(What is required):
Beginning with the line containing "Keypoint placement: for each instance of the swimming" and ending with the last line of the records, set down every line exactly.

─── Records to use

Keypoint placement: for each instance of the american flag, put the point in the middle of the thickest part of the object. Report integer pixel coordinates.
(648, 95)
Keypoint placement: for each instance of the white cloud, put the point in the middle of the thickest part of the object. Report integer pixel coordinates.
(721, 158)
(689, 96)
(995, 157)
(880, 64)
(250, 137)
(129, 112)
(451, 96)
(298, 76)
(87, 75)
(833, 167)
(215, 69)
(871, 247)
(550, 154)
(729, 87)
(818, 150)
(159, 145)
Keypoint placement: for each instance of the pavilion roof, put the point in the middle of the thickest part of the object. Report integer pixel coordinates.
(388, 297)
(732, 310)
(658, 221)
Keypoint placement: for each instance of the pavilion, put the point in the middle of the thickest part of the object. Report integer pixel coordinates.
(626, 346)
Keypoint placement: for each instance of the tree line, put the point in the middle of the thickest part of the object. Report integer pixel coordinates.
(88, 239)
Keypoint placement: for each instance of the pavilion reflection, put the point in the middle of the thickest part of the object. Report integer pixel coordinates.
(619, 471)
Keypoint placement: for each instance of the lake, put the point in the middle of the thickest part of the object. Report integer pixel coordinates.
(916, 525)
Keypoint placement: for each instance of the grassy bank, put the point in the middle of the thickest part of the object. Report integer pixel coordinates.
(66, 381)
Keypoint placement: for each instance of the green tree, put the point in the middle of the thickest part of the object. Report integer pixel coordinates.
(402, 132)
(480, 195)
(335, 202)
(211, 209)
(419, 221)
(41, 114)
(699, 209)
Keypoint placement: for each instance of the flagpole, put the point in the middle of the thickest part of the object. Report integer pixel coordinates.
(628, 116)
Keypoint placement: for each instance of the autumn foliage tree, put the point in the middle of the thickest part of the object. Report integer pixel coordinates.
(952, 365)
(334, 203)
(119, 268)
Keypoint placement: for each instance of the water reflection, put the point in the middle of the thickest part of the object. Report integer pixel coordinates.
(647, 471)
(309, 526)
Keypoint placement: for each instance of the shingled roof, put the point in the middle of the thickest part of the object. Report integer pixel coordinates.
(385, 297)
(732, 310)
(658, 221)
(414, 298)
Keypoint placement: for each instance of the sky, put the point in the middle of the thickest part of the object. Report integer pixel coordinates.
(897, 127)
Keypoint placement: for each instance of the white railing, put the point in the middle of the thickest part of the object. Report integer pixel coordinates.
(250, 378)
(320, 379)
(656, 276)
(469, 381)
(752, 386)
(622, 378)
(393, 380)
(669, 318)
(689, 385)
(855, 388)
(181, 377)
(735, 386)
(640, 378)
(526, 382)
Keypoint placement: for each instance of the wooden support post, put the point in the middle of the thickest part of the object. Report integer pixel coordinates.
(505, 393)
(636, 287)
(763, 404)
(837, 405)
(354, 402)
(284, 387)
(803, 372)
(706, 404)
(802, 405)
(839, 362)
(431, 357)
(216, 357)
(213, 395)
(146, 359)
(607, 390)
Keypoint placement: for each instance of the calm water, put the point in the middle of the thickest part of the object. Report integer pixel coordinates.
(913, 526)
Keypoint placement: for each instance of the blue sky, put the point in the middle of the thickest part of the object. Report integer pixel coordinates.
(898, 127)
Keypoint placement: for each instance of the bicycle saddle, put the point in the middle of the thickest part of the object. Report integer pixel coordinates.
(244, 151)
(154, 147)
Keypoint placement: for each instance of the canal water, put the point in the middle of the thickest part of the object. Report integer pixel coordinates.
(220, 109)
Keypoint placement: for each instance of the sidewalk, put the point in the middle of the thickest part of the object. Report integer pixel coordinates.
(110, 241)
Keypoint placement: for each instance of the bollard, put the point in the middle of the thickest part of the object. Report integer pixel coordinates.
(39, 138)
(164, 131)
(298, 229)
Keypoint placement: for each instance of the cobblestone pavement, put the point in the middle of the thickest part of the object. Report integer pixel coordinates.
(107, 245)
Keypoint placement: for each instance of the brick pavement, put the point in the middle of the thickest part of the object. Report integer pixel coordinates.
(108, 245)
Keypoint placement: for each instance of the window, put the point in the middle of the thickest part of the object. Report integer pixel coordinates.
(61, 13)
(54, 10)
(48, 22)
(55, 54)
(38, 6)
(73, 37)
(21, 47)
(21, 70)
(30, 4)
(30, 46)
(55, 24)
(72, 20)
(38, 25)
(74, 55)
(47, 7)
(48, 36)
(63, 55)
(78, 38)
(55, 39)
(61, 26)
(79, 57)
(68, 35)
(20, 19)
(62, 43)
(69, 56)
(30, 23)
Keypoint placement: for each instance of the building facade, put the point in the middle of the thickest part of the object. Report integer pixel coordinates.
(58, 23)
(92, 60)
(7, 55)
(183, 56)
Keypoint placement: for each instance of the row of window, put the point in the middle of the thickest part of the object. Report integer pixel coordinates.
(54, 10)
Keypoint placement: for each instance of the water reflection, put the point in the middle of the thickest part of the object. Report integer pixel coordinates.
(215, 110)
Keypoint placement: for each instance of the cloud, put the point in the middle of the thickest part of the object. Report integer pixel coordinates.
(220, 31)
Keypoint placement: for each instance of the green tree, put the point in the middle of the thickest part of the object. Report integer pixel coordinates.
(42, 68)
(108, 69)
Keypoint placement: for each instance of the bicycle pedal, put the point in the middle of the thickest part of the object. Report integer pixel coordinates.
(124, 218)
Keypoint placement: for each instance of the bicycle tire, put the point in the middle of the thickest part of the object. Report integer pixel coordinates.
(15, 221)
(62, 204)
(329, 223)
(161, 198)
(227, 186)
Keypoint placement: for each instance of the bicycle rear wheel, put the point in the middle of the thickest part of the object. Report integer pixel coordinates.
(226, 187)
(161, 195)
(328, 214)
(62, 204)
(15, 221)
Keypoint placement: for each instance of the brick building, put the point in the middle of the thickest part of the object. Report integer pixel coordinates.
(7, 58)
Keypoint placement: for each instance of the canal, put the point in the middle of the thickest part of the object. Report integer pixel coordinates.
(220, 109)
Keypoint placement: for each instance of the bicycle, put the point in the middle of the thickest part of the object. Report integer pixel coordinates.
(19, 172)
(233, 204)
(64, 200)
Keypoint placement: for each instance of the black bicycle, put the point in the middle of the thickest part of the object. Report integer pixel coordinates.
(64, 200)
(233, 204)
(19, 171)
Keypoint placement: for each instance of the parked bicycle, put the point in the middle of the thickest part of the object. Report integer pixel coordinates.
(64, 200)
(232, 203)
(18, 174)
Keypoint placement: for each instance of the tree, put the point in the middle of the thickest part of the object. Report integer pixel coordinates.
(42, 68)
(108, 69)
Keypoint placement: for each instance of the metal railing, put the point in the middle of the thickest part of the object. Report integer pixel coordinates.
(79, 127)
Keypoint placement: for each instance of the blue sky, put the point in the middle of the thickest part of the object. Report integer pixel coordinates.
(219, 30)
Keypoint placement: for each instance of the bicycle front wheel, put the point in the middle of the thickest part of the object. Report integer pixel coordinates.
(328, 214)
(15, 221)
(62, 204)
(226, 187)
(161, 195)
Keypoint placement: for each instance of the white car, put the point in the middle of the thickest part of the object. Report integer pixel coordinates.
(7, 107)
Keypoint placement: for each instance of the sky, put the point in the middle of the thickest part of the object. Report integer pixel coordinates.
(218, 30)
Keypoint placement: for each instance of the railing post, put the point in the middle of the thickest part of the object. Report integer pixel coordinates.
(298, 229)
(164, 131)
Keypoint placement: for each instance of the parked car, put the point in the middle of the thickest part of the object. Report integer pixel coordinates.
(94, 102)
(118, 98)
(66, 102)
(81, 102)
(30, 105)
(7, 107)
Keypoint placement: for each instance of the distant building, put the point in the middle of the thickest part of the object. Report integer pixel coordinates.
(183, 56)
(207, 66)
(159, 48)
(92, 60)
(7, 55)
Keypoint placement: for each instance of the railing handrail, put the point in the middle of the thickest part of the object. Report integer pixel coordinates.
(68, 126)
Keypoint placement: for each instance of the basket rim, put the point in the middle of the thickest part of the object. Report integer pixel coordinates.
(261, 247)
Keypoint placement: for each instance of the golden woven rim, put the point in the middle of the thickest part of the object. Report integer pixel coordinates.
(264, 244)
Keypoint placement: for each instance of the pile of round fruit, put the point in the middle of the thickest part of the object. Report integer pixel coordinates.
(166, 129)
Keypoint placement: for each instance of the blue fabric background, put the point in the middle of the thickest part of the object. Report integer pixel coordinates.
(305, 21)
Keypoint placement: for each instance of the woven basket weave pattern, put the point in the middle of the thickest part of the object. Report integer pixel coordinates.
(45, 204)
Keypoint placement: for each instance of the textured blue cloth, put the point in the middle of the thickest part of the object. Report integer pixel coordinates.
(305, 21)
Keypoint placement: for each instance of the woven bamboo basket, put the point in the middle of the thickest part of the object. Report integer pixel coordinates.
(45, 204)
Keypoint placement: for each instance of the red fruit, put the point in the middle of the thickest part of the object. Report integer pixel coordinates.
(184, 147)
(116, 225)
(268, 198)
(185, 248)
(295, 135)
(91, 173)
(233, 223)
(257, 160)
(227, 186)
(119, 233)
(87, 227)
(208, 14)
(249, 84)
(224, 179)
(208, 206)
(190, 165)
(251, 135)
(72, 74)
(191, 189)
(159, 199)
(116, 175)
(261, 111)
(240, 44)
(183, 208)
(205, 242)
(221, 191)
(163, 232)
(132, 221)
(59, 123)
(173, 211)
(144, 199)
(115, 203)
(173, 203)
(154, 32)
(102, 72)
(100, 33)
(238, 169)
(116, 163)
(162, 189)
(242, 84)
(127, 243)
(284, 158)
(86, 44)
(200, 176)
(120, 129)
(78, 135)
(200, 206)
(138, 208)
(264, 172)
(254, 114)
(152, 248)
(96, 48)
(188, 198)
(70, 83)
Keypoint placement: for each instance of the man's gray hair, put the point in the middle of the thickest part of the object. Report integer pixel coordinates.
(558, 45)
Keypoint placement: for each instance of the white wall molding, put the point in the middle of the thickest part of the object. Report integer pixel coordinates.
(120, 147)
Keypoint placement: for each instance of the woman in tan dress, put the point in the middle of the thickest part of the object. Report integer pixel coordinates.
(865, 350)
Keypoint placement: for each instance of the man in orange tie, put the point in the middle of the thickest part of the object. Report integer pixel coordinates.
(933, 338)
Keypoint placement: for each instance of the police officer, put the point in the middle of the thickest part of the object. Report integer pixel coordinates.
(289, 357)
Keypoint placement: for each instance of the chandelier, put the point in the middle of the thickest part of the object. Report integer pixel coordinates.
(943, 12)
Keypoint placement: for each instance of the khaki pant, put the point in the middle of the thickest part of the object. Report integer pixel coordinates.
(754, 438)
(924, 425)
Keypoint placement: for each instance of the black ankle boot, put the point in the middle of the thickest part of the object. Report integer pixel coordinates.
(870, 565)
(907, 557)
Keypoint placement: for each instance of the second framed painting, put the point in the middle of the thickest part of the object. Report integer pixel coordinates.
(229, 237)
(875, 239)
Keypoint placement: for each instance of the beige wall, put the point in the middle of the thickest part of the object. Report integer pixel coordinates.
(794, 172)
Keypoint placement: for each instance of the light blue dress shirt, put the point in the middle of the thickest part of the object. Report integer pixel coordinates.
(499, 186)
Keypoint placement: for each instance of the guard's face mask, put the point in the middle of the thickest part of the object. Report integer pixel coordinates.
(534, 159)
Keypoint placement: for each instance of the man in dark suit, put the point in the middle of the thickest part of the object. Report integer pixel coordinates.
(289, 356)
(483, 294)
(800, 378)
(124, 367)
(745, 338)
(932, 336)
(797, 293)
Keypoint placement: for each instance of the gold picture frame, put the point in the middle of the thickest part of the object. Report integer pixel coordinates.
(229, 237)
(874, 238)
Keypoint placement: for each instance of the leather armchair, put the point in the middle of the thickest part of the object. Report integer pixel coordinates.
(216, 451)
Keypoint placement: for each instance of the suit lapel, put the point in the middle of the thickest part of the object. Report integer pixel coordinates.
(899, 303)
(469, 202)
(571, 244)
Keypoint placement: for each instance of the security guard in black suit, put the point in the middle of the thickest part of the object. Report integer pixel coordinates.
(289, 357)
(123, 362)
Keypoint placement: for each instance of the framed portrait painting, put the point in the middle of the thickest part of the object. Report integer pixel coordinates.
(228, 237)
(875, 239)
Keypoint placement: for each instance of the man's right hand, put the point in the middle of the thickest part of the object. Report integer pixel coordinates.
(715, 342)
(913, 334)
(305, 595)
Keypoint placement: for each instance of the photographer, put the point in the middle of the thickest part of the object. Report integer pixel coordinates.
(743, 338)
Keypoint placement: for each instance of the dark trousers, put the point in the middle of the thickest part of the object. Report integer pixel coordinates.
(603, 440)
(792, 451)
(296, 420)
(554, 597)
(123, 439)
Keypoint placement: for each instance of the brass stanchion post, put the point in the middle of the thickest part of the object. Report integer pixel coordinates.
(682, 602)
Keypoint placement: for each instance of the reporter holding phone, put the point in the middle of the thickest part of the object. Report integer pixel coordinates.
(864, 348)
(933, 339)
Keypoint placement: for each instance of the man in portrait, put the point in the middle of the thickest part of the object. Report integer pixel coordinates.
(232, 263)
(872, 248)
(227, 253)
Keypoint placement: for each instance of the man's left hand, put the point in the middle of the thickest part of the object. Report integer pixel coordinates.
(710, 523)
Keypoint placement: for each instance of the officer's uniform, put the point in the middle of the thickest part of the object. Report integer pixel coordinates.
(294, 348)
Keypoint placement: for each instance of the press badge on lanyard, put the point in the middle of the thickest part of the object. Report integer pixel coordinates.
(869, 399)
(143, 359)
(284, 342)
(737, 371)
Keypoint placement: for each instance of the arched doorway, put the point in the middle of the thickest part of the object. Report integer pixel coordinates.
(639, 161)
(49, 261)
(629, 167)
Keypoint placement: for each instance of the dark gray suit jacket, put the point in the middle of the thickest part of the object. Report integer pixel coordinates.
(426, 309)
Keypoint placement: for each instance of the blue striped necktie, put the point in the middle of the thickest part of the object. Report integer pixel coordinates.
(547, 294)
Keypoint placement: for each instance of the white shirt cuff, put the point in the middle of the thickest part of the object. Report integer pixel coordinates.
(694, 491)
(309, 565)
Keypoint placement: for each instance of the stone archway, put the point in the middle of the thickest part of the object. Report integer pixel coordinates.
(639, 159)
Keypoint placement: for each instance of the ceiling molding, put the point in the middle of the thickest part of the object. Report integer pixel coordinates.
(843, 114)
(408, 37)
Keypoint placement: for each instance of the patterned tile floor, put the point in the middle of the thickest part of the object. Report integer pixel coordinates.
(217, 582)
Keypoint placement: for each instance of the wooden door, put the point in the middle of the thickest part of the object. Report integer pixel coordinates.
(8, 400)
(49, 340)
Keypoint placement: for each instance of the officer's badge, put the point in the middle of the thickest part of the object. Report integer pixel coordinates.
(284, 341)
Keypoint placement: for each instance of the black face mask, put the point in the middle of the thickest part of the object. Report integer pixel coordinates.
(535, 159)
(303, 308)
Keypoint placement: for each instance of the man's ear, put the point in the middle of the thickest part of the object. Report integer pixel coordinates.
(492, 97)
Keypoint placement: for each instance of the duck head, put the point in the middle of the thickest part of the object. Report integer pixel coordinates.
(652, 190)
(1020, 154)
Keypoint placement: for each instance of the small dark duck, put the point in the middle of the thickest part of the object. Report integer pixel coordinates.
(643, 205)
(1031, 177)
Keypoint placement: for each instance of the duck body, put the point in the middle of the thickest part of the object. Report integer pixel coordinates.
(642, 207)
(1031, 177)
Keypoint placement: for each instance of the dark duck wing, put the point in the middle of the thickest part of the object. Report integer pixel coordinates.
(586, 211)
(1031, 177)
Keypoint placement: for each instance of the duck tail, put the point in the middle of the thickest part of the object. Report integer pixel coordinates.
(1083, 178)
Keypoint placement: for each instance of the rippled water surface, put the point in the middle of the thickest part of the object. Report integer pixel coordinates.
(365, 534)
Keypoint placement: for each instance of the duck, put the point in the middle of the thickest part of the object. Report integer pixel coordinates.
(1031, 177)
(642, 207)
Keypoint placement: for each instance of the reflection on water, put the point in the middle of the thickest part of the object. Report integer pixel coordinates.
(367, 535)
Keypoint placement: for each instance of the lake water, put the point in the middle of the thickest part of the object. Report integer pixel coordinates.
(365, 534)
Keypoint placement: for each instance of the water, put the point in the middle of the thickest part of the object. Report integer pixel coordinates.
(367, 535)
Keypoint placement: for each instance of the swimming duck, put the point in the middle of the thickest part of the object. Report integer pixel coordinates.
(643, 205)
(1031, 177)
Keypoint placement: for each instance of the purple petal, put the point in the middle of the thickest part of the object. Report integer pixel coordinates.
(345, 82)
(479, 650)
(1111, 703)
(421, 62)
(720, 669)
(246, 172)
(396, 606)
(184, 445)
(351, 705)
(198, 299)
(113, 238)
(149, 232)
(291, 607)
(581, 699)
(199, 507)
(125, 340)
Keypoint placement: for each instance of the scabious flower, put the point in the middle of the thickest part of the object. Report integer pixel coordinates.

──────

(In response):
Keypoint placement: for each instance of the swimming duck, put the point in the middle of the thickest part of the object. Report integer pixel coordinates.
(643, 205)
(1031, 177)
Keypoint placement: for each instance of the purple petal, put the point in the middle of the thickest part of the object. Report integer pixel coordinates.
(345, 82)
(479, 650)
(1111, 703)
(421, 62)
(720, 669)
(246, 172)
(396, 606)
(184, 445)
(351, 705)
(198, 299)
(113, 238)
(149, 232)
(291, 607)
(581, 699)
(199, 507)
(125, 340)
Keypoint placement: for each instance of the scabious flower, put the point in the middle of the thickest part of the object. Report integer pixel coordinates.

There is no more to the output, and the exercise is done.